**What you need to do:** Rescale the part of the listing that runs from its start through the line containing "xmin=504 ymin=223 xmax=564 ymax=239", writing out every line of it again. Multiply each box coordinate in the answers by 1.65 and round to the nearest whole number, with halves rounded up, but leave the sample coordinates on the format lines unchanged.
=== Data for this exercise ===
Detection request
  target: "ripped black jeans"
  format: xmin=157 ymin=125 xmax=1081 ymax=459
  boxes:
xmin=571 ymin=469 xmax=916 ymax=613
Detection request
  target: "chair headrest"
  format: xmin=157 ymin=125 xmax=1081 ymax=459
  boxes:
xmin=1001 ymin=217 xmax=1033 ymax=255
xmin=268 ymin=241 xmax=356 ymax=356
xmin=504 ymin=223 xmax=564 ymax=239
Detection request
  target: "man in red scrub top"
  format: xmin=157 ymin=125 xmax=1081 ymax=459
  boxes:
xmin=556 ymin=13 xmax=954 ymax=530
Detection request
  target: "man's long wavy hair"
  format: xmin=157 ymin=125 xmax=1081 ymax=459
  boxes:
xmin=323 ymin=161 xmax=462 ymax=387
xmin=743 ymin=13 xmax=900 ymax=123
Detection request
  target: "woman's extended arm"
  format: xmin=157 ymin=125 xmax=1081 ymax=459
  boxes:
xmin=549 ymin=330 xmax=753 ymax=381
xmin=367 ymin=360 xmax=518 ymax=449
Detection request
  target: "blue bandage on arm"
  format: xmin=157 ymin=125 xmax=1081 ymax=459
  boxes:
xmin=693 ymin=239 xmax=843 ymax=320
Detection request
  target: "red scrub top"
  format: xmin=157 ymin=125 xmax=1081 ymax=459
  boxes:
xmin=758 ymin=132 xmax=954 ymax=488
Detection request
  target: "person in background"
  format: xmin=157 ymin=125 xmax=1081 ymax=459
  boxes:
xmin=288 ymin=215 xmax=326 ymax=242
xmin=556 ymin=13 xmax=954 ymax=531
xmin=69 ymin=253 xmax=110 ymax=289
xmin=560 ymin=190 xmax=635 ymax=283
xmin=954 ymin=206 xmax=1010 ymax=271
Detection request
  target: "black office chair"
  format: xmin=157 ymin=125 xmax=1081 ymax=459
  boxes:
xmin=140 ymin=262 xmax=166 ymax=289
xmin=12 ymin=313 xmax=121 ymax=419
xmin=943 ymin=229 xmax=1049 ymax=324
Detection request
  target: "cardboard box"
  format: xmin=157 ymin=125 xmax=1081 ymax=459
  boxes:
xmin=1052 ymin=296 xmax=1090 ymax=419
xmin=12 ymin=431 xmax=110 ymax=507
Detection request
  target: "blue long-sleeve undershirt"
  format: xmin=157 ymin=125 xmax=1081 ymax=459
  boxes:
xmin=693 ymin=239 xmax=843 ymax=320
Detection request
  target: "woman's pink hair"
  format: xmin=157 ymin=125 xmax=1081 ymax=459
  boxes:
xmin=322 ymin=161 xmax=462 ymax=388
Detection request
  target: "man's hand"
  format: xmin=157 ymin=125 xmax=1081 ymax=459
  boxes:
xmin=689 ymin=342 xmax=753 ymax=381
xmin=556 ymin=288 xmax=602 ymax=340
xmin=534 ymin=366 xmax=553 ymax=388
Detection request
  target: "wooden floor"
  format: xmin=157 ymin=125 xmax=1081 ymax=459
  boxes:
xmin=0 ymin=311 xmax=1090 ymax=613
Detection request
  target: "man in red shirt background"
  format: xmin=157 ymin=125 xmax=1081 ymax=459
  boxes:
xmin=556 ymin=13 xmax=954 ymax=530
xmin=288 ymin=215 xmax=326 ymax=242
===
**Result below:**
Detection request
  target: "ripped black jeans"
  format: xmin=157 ymin=125 xmax=1081 ymax=459
  boxes:
xmin=942 ymin=774 xmax=1511 ymax=1011
Detection request
  target: "chair headrest"
  format: xmin=157 ymin=125 xmax=1081 ymax=459
  boxes:
xmin=1652 ymin=358 xmax=1704 ymax=421
xmin=442 ymin=398 xmax=587 ymax=587
xmin=832 ymin=368 xmax=931 ymax=394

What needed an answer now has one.